-------- DATA PROVIDED

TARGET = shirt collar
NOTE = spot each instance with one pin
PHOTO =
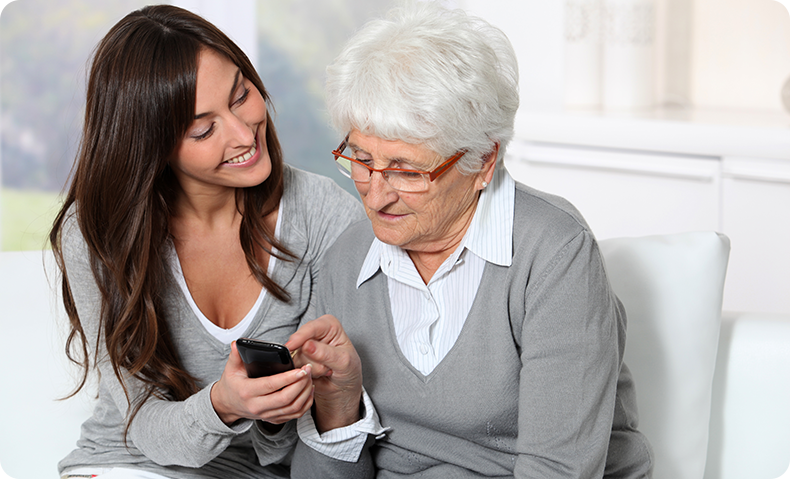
(490, 234)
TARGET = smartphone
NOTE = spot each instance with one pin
(263, 358)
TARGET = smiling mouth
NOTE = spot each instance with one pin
(245, 156)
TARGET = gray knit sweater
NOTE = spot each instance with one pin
(534, 386)
(186, 439)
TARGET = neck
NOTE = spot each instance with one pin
(217, 209)
(428, 259)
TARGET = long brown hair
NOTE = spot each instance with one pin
(140, 103)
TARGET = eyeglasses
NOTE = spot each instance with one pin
(410, 181)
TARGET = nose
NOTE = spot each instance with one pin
(241, 132)
(379, 193)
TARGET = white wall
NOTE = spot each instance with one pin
(709, 53)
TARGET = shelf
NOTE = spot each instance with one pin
(707, 133)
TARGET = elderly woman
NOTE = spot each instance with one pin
(484, 329)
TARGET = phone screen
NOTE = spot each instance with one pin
(263, 358)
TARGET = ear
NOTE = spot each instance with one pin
(489, 165)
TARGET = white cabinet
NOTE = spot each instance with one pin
(623, 193)
(756, 217)
(626, 193)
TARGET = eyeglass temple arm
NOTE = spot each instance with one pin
(447, 164)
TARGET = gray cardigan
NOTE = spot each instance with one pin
(534, 386)
(186, 439)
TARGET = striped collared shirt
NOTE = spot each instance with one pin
(428, 318)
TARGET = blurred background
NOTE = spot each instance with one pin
(651, 116)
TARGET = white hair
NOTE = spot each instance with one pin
(428, 75)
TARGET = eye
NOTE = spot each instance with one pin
(205, 134)
(242, 98)
(407, 175)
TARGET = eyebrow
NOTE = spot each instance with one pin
(230, 96)
(396, 159)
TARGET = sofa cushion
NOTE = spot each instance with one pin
(671, 287)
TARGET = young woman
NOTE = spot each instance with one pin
(182, 231)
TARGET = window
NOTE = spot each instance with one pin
(45, 52)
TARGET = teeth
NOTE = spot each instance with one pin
(244, 157)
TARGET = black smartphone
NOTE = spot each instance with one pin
(263, 358)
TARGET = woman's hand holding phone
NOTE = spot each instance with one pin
(275, 399)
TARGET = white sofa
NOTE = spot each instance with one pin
(747, 413)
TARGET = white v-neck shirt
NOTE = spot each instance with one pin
(226, 336)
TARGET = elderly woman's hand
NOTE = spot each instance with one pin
(337, 371)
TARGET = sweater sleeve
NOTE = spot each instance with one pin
(186, 433)
(571, 348)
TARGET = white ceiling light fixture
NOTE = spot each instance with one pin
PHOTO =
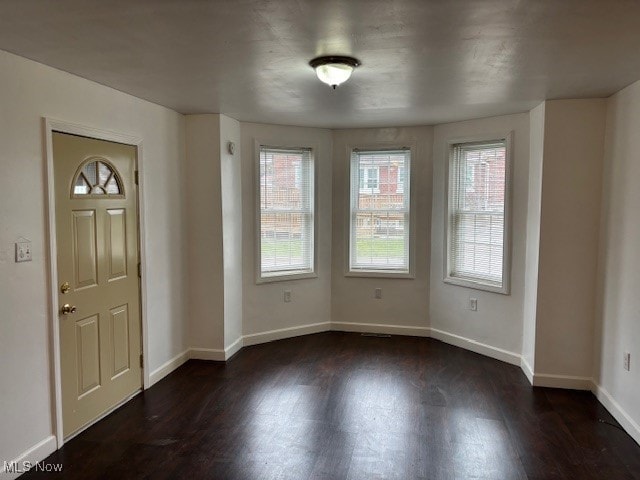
(334, 69)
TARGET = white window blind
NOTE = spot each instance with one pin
(380, 211)
(477, 201)
(286, 211)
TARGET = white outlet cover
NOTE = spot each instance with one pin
(627, 361)
(473, 304)
(23, 252)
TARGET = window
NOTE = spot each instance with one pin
(380, 212)
(478, 199)
(97, 177)
(286, 197)
(369, 179)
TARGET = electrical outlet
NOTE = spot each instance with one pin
(23, 252)
(627, 361)
(473, 304)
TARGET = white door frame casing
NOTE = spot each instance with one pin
(50, 126)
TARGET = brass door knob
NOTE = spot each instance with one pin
(67, 309)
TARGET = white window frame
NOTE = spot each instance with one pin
(285, 275)
(469, 282)
(367, 177)
(349, 271)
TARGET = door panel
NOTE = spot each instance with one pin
(121, 353)
(97, 250)
(88, 354)
(117, 243)
(84, 248)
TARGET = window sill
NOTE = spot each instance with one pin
(379, 274)
(286, 277)
(477, 285)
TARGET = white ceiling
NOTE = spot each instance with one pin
(423, 62)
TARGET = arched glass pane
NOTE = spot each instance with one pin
(80, 187)
(89, 171)
(112, 186)
(97, 178)
(104, 173)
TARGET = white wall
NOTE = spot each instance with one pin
(29, 91)
(569, 222)
(231, 184)
(264, 308)
(498, 321)
(204, 214)
(618, 308)
(405, 302)
(534, 204)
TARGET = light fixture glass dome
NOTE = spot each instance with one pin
(334, 70)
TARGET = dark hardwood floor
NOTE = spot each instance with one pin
(344, 406)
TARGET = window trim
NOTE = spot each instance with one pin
(372, 273)
(290, 275)
(479, 284)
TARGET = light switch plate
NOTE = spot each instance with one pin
(23, 252)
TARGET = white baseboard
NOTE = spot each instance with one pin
(477, 347)
(168, 367)
(380, 328)
(234, 348)
(614, 408)
(271, 335)
(568, 382)
(33, 455)
(526, 368)
(215, 354)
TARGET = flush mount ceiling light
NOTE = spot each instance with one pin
(334, 70)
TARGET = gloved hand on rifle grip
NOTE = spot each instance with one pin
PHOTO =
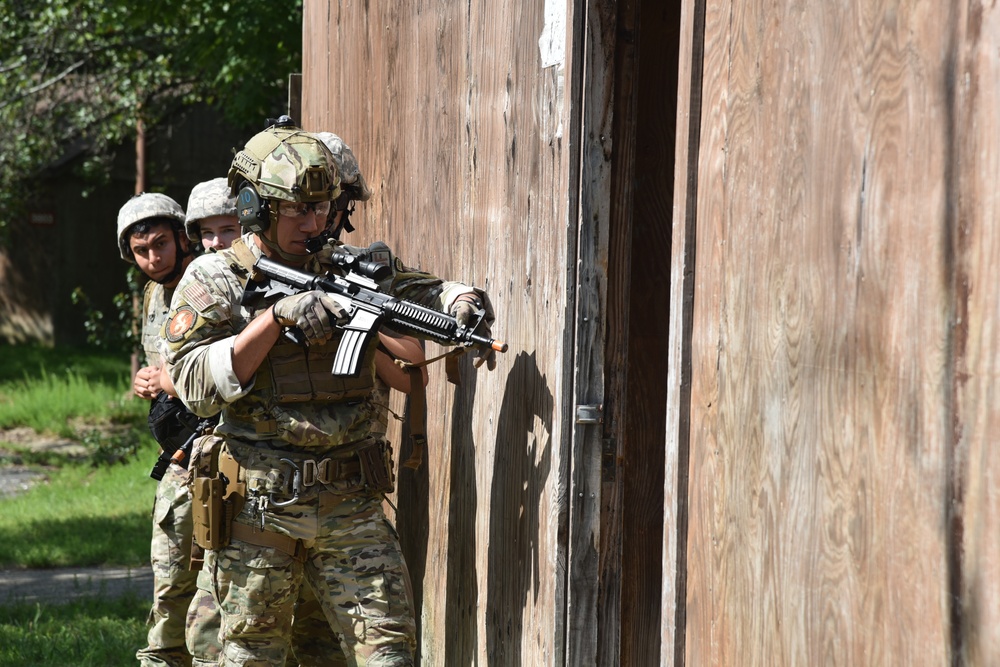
(315, 313)
(464, 309)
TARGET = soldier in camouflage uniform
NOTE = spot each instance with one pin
(212, 222)
(284, 414)
(149, 235)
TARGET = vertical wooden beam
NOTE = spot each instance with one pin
(682, 282)
(595, 67)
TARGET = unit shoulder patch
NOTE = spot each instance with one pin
(181, 322)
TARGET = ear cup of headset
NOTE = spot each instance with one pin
(253, 213)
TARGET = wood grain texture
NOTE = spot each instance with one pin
(843, 218)
(976, 335)
(460, 132)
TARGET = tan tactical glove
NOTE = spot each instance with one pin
(464, 309)
(314, 313)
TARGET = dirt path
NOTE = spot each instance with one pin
(62, 585)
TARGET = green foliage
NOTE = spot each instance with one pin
(120, 334)
(30, 360)
(89, 632)
(78, 74)
(48, 401)
(89, 400)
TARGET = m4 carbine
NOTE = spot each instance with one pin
(370, 309)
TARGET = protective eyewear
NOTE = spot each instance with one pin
(293, 209)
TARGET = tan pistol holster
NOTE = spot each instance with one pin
(217, 492)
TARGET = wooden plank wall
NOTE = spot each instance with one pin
(844, 340)
(458, 117)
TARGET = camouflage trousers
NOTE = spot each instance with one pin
(173, 580)
(314, 643)
(349, 556)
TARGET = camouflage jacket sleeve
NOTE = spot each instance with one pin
(419, 286)
(197, 339)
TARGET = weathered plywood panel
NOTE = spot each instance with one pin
(975, 242)
(841, 238)
(457, 113)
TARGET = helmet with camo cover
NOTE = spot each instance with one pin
(141, 207)
(287, 163)
(352, 182)
(208, 199)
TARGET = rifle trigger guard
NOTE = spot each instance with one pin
(296, 486)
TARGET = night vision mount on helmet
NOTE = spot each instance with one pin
(281, 163)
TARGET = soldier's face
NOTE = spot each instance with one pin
(294, 230)
(219, 231)
(155, 251)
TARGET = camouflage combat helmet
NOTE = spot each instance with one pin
(287, 163)
(208, 199)
(352, 182)
(143, 207)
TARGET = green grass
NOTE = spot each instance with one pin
(54, 389)
(82, 515)
(87, 632)
(83, 512)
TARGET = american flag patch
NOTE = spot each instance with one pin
(198, 296)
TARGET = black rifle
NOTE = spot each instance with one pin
(181, 454)
(370, 309)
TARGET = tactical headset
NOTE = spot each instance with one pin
(254, 213)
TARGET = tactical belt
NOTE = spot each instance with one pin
(266, 538)
(287, 473)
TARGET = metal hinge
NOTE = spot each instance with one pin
(589, 414)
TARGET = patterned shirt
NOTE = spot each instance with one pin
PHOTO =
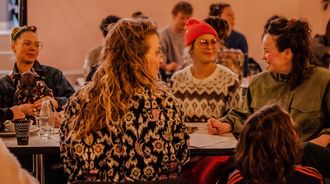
(209, 97)
(149, 143)
(53, 77)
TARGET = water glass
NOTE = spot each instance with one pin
(46, 119)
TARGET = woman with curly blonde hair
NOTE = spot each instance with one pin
(123, 125)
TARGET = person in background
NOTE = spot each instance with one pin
(10, 114)
(172, 39)
(320, 46)
(269, 151)
(139, 14)
(230, 58)
(124, 125)
(235, 39)
(205, 89)
(93, 59)
(289, 80)
(26, 46)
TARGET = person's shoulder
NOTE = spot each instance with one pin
(235, 177)
(320, 71)
(4, 78)
(319, 75)
(180, 73)
(308, 171)
(47, 69)
(261, 77)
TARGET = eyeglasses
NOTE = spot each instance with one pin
(22, 30)
(203, 43)
(28, 44)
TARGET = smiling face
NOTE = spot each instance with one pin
(179, 21)
(277, 61)
(205, 49)
(154, 55)
(26, 48)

----------------

TASK GOAL: Copy out the stretch from the line containing "TARGET = metal hinge" through the end of the listing, substituting "mark" for "spot" and leaving everything else unchanged. Omit the pictures from your answer.

RESULT FOR THIS EXERCISE:
TARGET = metal hinge
NOTE = mark each instance with one pin
(589, 414)
TARGET = patterned shirt
NOTE = mark each instance with one pin
PHOTO =
(209, 97)
(149, 143)
(53, 77)
TARGET = water glass
NOTE = mark each instance with one pin
(46, 119)
TARGET = woman with curly blonde hair
NOTE = mark each instance with one pin
(123, 125)
TARGET = person in background
NOTE = mark each instance with one pin
(10, 114)
(172, 39)
(320, 46)
(269, 151)
(139, 14)
(230, 58)
(124, 125)
(235, 39)
(205, 89)
(93, 59)
(289, 80)
(26, 46)
TARGET = person's shoulder
NOTE = mark each instance with one pin
(235, 177)
(320, 71)
(4, 78)
(319, 75)
(180, 73)
(308, 171)
(47, 69)
(261, 77)
TARGET = eyeglasses
NOTE = mark each instance with one pin
(22, 30)
(203, 43)
(28, 44)
TARGET = smiling face
NOTE = mark each instance with one pin
(179, 21)
(277, 61)
(205, 49)
(154, 55)
(26, 48)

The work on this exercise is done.